Narendra Achyut Dabholkar (1 November 1945 – 20 August 2013) was an Indian physician, social activist, rationalist and author from Maharashtra, India. In 1989 he founded and became president of the Maharashtra Andhashraddha Nirmoolan Samiti (MANS, Committee for Eradication of Superstition in Maharashtra). Triggered by his assassination on 20 August 2013, the pending Anti-Superstition and Black Magic Ordinance was promulgated in the state of Maharashtra, four days later. In 2014, he was posthumously awarded the Padma Shri for social work.

Personal life
Dabholkar was born on 1 November 1945 to Achyut and Tarabai, being the youngest of ten children. His elder siblings included the educationalist, and socialist Devdatta Dabholkar and Shripad Dabholkar. He is the uncle of Atish Dabholkar.

Narendra did his schooling at New English School Satara and Willingdon College, Sangli. He was a qualified medical doctor, having obtained an MBBS degree from the Government Medical College, Miraj.

* Source data *
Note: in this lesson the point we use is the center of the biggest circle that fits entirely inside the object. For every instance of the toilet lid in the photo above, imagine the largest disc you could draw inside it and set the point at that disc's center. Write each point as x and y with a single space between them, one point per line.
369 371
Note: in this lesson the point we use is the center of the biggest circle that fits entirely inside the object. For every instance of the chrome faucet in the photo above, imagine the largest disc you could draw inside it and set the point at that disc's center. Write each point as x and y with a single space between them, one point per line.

* Work request 1 *
According to the Dabholkar biography, in what year did he found the Maharashtra Andhashraddha Nirmoolan Samiti?
* Work request 2 *
Change "educationalist" to "educator" in the Dabholkar biography, then write out everything from "Personal life" down to "of Atish Dabholkar.".
The listing plays no part in this.

* Task result 1 *
1989

* Task result 2 *
Personal life
Dabholkar was born on 1 November 1945 to Achyut and Tarabai, being the youngest of ten children. His elder siblings included the educator, and socialist Devdatta Dabholkar and Shripad Dabholkar. He is the uncle of Atish Dabholkar.